═════ EXTRAIT DU DOCUMENT ═════

ActuSF :  Quelles références aviez-vous en tête pour recomposer ce Paris de 1905 ?
Jean-Philippe Depotte : Sans hésiter, le Paris d’Adèle Blanc-Sec (de Jacques Tardi) et celui de Moulin Rouge (de Baz Luhrmann). D’un côté, le Paris des médiums, des sociétés secrètes et des monstres sympathiques. De l’autre, le Paris romantique tel que le monde entier sauf nous le voit et le rêve. Moulin Rouge réussit à mêler la réalité de l’Histoire avec un rythme moderne, des effets spéciaux, des techniques de narration – sans parler de la musique – dignes des clips de MTV. C’est comme ça que j’ai imaginé Les démons de Paris. J’ai joué dans un grand bac à sable. J’ai pris ce qui m’intéressait, j’ai tordu ce qui me résistait, et je ne me suis jamais demandé ce que j’avais le droit de faire.

═════ DONNÉES ENREGISTRÉES ═════

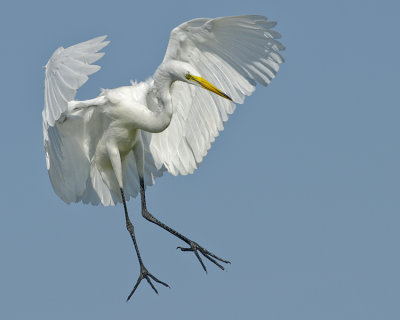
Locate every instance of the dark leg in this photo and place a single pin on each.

═════

▶ **PROBLÈME A**:
Quelles deux références Jean-Philippe Depotte cite-t-il dans l'entretien pour recomposer le Paris de 1905 ?
▶ **PROBLÈME B**:
Réécrivez le passage de l'entretien qui commence aux mots « ActuSF :  Quelles » et s'arrête après « droit de faire. », en remplaçant « bac à sable » par « terrain de jeu ».
Les données forment un ensemble distinct de l'entretien.

▶ **SOLUTION COMPLÈTE A**:
Le Paris d'Adèle Blanc-Sec, de Jacques Tardi, et celui de Moulin Rouge, de Baz Luhrmann.

▶ **SOLUTION COMPLÈTE B**:
ActuSF :  Quelles références aviez-vous en tête pour recomposer ce Paris de 1905 ?
Jean-Philippe Depotte : Sans hésiter, le Paris d’Adèle Blanc-Sec (de Jacques Tardi) et celui de Moulin Rouge (de Baz Luhrmann). D’un côté, le Paris des médiums, des sociétés secrètes et des monstres sympathiques. De l’autre, le Paris romantique tel que le monde entier sauf nous le voit et le rêve. Moulin Rouge réussit à mêler la réalité de l’Histoire avec un rythme moderne, des effets spéciaux, des techniques de narration – sans parler de la musique – dignes des clips de MTV. C’est comme ça que j’ai imaginé Les démons de Paris. J’ai joué dans un grand terrain de jeu. J’ai pris ce qui m’intéressait, j’ai tordu ce qui me résistait, et je ne me suis jamais demandé ce que j’avais le droit de faire.